Rows from a pointing dataset
###

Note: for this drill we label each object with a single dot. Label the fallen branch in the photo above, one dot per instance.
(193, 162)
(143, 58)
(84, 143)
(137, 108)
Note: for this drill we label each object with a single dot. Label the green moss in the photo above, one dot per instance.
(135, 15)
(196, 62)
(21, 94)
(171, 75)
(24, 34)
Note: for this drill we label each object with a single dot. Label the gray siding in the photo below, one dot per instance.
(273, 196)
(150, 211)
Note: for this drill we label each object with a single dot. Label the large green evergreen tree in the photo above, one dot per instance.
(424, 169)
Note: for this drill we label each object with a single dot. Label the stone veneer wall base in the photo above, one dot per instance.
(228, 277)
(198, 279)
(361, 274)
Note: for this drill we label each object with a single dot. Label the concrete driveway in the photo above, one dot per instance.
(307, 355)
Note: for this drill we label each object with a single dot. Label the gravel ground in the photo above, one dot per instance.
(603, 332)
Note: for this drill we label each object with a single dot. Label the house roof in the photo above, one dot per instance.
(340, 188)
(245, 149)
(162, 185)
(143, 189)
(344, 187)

###

■ **Exercise description**
Repeat all of the entries exactly.

■ **Complete response**
Note: for this drill we label each object with a single dot. Label the fallen branch in the photo above, one dot per instance.
(193, 162)
(143, 58)
(84, 143)
(137, 108)
Note: for this drill we label each object with a single dot. Label the green moss in the photo above, one dot per instance.
(135, 15)
(196, 62)
(21, 94)
(171, 75)
(24, 34)
Note: for this drill we label each object with a single dot. Label the gray siding in the photo below, one dot per instance.
(273, 196)
(150, 211)
Note: for this drill we label each object with a single dot. Label the large green evergreen tree in the photo above, one dot per instance.
(424, 169)
Note: for this drill we label each object with a single dot. Label the stone veneer wall base in the photo above, one dot per instance.
(228, 277)
(198, 279)
(361, 274)
Note: for this drill we label each object with a single dot. Label the concrete driveway in the photo above, one dot per instance.
(307, 355)
Note: for this drill we label each object with a single dot. Label the gravel ground in the photo above, one dot per instance.
(603, 332)
Note: for this drill we label each object with a single dot. Label the house roof in the photo above, one dot per instance.
(340, 188)
(245, 149)
(162, 185)
(143, 189)
(344, 187)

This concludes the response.